_Data supplied_
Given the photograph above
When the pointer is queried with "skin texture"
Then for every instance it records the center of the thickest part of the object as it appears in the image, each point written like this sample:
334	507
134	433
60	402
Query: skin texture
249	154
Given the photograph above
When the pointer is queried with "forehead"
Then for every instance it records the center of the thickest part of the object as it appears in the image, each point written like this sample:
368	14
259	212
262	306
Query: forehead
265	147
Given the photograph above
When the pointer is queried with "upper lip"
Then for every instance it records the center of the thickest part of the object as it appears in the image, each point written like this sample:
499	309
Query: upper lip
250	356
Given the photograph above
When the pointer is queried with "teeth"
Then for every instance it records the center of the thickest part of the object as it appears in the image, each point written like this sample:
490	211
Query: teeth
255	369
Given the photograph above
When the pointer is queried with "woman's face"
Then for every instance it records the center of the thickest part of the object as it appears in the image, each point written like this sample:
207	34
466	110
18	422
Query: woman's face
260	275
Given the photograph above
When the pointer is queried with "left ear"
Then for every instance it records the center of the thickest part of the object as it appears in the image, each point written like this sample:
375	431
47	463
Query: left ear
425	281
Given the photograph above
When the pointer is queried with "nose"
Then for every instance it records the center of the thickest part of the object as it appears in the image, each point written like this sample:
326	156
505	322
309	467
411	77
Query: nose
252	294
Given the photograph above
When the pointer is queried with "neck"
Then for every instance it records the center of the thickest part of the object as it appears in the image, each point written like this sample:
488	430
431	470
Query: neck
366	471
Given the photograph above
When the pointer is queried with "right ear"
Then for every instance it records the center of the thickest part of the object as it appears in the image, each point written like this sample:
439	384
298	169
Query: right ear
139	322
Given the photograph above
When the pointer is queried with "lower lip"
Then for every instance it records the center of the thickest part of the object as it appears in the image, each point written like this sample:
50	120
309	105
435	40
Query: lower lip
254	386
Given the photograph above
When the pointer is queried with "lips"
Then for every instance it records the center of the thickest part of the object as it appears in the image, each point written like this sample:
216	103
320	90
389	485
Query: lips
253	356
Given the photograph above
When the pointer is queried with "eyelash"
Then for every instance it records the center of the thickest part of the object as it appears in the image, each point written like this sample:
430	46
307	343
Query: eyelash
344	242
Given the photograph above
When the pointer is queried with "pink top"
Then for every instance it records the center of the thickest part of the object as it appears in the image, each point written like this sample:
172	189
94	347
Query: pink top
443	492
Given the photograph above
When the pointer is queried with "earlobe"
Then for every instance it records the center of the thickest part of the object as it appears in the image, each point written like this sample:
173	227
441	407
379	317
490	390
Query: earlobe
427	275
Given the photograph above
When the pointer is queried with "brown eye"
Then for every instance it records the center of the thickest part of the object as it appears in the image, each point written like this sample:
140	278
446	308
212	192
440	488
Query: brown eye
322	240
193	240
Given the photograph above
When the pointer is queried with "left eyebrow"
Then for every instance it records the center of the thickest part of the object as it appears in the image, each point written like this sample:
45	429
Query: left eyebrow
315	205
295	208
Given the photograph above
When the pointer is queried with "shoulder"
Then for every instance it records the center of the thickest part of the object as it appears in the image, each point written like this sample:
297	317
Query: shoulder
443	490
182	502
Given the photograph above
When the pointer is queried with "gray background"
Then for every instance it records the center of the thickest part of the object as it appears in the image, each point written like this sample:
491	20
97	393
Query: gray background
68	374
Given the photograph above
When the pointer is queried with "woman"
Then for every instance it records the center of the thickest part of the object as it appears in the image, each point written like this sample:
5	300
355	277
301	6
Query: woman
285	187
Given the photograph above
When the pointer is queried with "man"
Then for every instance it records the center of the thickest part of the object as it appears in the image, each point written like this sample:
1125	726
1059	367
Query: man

_Task to complete_
Give the complete listing a second time, exactly as it reads.

_Expected output_
Given the photograph above
When the pointer is queried with "skin texture"
Then for every instance it records the center of the thickest part of the object as it appears in the image, each point written like this sample:
334	507
134	433
60	402
Query: skin texture
249	154
Given the photograph above
When the pointer is queried with "forehead"
Then for every instance it records the center of the thickest part of the object as it appears in the image, each point written like this sample:
368	14
259	212
262	306
Query: forehead
265	147
Given the photograph above
When the pointer is queried with "upper lip"
Then for every instance it records the center of the thickest part of the object as it appears in the image, each point written like this sample:
499	309
Query: upper lip
250	356
Given the photograph above
When the pointer is queried with "teeth"
Then for every instance it records the center of the thickest part of the object as it appears in the image, each point written like this sample:
490	211
Query: teeth
255	369
Given the photograph above
When the pointer is queried with "woman's face"
Then for every instance it records the center of the thickest part of the object as it appears in the image, each point written like this sample:
207	34
466	110
18	422
Query: woman's face
260	275
Given the photograph above
When the pointer is queried with "left ear"
Then for every instance it records the center of the thickest part of the object as it appears in the image, each point written like this sample:
375	431
47	463
Query: left ear
425	281
Given the photograph above
When the pointer is queried with "nose"
Then for every instance it records the center of the thickest part of the object as it appears in the image, each point written like this sample:
326	156
505	322
309	467
411	77
Query: nose
252	294
Given the photograph above
When the pointer is queried with "neck"
Then for every instance it records the center of the thickest part of the object as it appears in the image, each point written like this sample:
488	430
431	470
Query: neck
366	471
Given the photograph above
When the pointer is queried with "right ear"
Then for every instance it records the center of the thickest part of the object as it appears in the image, each point written like this sample:
439	384
298	169
Query: right ear
139	322
Given the photograph above
When the pointer is queried with "lower lip"
Then for every instance it records the center of the thickest part of the object as it appears in the image, each point written like this sample:
50	120
309	105
435	40
Query: lower lip
254	386
Given the photograph above
When the pointer is queried with "lips"
Then for every instance it records the center of the thickest part of the object as it appears in the image, each point written like this sample:
216	103
320	90
389	485
Query: lips
253	356
Given the photograph above
When the pointer is queried with "eyelash"
Then for every instance it records the center of the thickest part of the object as it appears in the image, each point written like this sample:
430	46
307	343
Query: eyelash
344	242
Given the photograph above
When the pointer is queried with "pink top"
Then for every instance it records the center of the thickest part of the object as it appears in the image, each point written like this sample:
172	189
94	347
Query: pink top
443	492
Given the photograph above
When the pointer is queried with "earlobe"
Then for every instance it records the center of the thickest part of the object as it appears in the image, each point written like this sample:
173	227
441	407
379	317
490	390
Query: earlobe
427	275
Given the photograph above
When the pointer is queried with "brown eye"
Then for every instance it records the center of the thickest part of the object as it appears in the image, each point written like this sample:
140	278
446	308
212	192
440	488
Query: brown eye
322	240
193	240
Given the photograph above
When the pointer is queried with "left eyebrow"
Then for every instance it records the center of the thickest part of the object as it appears in the image, each point written like this sample:
45	429
Query: left eyebrow
315	205
295	208
Given the photograph above
When the pointer is queried with "shoulder"
Then for every instance it records the center of the thickest part of the object as it appears in the image, each point written like this sample:
297	317
Query: shoulder
443	490
182	502
Given the photograph above
When the pointer is queried with "gray background"
Then for every instance it records the center of the thickest part of the object as it appears in the image, each point written like this sample:
491	20
97	393
Query: gray background
68	374
Given the photograph above
When the pointer is queried with "woman"
Then for every instance it records the center of the thickest part of the object as it appears in the image, each point written like this sample:
5	300
355	277
301	6
Query: woman
285	187
Given the photograph above
When the pointer is queried with "man"
Then for every instance it records the center of the thickest part of the object as it appears in the image, each point written like this sample:
1125	726
1059	367
Query: man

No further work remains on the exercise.